> [WHAT TO DO]:
Extract exactly and only the lines of the data below, starting at the line with "hill in this photo." and stopping after the final line.

> [SUPPLIED MATERIAL]:
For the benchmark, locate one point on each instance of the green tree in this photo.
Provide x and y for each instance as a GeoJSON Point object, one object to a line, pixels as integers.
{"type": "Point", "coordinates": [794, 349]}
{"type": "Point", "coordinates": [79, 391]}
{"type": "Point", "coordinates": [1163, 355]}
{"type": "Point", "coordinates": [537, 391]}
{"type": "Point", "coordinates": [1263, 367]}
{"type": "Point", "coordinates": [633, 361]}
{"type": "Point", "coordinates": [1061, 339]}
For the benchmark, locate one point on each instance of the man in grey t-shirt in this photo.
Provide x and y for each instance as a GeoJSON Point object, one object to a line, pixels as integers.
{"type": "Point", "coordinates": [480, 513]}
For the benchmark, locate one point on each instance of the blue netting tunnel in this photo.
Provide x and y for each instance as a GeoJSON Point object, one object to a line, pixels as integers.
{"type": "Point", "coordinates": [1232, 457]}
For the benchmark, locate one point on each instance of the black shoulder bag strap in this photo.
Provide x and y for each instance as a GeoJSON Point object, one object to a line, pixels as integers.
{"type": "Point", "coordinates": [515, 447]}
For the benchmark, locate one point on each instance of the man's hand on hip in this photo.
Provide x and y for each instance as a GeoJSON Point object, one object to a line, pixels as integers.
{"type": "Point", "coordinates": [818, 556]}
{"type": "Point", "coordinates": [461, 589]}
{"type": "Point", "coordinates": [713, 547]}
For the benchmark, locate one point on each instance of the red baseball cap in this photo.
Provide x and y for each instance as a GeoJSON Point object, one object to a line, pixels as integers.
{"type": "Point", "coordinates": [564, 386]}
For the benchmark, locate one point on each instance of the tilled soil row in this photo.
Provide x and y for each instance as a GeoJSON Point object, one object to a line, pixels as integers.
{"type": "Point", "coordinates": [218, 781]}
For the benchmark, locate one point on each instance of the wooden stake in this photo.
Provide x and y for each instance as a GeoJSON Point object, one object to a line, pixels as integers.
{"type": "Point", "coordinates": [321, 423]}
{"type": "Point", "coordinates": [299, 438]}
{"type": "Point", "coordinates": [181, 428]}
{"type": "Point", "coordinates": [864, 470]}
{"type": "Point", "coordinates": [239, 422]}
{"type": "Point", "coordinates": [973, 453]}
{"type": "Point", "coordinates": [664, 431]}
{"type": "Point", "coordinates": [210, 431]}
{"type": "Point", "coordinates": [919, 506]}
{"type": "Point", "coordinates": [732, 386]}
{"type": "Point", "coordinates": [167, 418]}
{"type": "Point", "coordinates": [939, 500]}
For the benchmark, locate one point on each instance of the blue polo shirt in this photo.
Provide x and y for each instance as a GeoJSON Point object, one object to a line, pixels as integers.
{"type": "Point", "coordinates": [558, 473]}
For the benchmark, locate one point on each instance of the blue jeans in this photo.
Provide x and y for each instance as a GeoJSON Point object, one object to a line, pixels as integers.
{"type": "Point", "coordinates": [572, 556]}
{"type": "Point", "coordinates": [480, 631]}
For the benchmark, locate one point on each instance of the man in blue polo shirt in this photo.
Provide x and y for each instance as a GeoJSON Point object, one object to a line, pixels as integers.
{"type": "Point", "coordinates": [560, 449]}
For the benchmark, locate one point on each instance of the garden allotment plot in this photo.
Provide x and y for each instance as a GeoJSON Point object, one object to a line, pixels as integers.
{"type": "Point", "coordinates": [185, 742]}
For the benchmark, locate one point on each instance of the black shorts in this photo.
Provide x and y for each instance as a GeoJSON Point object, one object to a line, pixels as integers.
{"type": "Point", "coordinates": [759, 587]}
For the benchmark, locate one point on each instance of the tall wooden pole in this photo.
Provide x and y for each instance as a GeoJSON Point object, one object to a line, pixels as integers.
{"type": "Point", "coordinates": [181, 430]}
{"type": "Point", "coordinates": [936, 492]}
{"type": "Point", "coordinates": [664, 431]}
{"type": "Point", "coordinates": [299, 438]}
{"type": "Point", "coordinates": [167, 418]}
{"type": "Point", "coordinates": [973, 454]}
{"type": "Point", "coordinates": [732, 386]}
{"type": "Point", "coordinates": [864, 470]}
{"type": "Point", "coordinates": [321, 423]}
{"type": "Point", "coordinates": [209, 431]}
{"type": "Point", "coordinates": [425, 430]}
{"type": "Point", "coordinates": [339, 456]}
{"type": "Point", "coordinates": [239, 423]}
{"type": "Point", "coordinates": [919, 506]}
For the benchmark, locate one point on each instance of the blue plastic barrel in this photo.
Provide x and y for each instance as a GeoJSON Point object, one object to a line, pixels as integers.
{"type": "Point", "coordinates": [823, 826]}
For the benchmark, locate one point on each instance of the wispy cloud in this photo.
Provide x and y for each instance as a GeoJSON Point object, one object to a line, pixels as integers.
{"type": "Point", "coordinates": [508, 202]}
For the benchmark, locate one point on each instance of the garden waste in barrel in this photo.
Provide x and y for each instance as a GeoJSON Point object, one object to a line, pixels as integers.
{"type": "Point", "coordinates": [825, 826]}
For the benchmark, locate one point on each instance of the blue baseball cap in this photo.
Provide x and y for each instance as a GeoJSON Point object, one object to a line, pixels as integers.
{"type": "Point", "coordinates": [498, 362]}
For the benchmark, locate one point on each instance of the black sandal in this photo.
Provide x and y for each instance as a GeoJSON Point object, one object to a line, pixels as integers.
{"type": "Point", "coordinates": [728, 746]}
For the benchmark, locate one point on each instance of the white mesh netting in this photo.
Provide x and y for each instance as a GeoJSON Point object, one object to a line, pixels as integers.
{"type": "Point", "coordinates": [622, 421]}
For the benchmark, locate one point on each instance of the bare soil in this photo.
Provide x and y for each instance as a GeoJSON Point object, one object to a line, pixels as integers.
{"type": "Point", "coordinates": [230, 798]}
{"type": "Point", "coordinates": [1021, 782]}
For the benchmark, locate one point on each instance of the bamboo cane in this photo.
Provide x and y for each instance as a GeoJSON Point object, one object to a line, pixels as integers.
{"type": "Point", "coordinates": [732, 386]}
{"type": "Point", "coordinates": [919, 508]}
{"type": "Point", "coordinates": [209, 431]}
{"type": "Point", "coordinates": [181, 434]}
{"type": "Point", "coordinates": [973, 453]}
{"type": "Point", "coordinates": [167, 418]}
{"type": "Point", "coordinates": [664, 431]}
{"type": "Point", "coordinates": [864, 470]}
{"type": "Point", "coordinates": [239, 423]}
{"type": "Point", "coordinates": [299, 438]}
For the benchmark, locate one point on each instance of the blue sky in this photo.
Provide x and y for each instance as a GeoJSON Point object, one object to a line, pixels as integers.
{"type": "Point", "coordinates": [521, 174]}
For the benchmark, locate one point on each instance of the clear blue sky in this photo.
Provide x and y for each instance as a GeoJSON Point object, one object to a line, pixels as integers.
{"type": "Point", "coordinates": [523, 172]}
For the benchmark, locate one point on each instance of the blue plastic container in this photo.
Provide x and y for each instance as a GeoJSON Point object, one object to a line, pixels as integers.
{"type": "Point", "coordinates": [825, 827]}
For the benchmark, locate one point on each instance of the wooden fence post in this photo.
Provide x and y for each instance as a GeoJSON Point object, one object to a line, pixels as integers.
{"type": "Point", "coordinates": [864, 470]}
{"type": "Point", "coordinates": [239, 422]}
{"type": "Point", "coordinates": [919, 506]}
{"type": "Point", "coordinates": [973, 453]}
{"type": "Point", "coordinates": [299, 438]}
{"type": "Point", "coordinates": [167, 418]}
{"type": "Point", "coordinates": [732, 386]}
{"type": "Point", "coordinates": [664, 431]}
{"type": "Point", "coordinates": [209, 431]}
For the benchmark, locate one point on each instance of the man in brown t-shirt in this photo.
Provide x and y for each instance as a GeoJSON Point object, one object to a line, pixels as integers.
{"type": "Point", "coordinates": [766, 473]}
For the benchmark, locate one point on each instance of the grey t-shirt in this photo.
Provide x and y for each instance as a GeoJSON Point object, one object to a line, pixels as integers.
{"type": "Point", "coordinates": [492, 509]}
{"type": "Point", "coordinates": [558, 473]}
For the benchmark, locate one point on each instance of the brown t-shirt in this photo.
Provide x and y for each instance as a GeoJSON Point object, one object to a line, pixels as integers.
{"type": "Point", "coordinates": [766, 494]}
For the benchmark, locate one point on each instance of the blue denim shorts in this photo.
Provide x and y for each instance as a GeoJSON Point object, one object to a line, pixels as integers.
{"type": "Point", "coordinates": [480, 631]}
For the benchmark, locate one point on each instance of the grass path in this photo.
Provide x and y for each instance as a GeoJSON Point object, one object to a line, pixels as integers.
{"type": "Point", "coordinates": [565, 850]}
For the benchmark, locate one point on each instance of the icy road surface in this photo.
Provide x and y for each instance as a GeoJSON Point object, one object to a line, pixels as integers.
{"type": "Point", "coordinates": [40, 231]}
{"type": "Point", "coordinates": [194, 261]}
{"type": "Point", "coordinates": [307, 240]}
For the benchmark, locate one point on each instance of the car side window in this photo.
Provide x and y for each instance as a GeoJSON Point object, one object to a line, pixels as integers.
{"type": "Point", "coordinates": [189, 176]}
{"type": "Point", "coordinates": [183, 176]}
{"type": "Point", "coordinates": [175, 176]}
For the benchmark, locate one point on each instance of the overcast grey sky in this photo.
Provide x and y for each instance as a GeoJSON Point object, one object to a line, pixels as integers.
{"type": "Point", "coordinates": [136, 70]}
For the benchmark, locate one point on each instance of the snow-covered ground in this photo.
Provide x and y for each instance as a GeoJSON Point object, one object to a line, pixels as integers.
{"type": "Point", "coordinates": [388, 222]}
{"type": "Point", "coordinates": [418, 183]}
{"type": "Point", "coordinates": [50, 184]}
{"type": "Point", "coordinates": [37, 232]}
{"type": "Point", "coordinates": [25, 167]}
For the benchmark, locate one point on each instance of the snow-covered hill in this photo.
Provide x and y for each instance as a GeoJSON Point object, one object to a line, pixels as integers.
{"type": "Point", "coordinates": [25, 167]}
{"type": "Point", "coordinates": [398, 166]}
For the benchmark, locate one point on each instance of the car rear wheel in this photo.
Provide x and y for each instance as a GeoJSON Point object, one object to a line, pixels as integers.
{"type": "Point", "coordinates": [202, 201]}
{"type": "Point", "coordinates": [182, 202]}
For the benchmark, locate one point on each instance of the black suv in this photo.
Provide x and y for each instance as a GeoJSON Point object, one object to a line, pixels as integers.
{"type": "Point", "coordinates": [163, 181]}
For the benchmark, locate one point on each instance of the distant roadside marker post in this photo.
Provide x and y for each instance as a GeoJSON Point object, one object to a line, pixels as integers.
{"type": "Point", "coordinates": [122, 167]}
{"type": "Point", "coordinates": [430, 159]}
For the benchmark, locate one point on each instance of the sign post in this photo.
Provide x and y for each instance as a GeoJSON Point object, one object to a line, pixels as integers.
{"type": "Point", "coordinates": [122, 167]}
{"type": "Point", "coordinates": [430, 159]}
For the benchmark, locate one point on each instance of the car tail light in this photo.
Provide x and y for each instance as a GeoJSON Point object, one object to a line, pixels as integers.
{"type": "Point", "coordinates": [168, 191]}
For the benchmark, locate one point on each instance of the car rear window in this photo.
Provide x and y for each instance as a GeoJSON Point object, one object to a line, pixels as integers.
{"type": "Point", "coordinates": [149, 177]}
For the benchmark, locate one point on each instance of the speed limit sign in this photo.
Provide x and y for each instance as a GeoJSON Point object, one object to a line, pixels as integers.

> [FINAL ANSWER]:
For the benchmark, locate one point on each instance of the snow-covered hill in this photo.
Provide x and y for each instance as a GeoJSON Point object, one object to a line, pixels as integers.
{"type": "Point", "coordinates": [25, 167]}
{"type": "Point", "coordinates": [398, 166]}
For the benchmark, locate one point on each instance of the car rear wheel in this photo.
Provide x and y for each instance as a GeoJSON Point object, one object to a line, pixels as integers.
{"type": "Point", "coordinates": [202, 201]}
{"type": "Point", "coordinates": [182, 202]}
For the benchmark, locate one point on each instance of the black suv in this photo.
Provide x and y for each instance as a GeoJSON Point object, one object to a line, pixels as integers.
{"type": "Point", "coordinates": [163, 181]}
For the benchmark, locate one point on each instance of the distant roadside marker post in this photo.
Provide x and y for each instance as a GeoJSON Point object, one object to a line, pixels as integers.
{"type": "Point", "coordinates": [122, 167]}
{"type": "Point", "coordinates": [430, 159]}
For the benchmark, locate one point on each instance of the sign post in this photo.
Provide x and y for each instance as a GeoJSON Point object, one object to a line, pixels as integers.
{"type": "Point", "coordinates": [122, 167]}
{"type": "Point", "coordinates": [430, 159]}
For the benchmark, locate one point on each instance of the car tail light in this photo.
Provide x and y for each instance as a GeoJSON Point object, one object to a line, pixels as integers.
{"type": "Point", "coordinates": [168, 191]}
For the benchmark, locate one point on each instance of the car rear window in this photo.
Provide x and y for each instance as a GeoJSON Point object, one object to a line, pixels as integers.
{"type": "Point", "coordinates": [149, 177]}
For the benchmark, locate one point on each instance of the speed limit sign in this photo.
Provide x and y for each instance as a GeoJSON Point object, one object to a line, pixels as integers.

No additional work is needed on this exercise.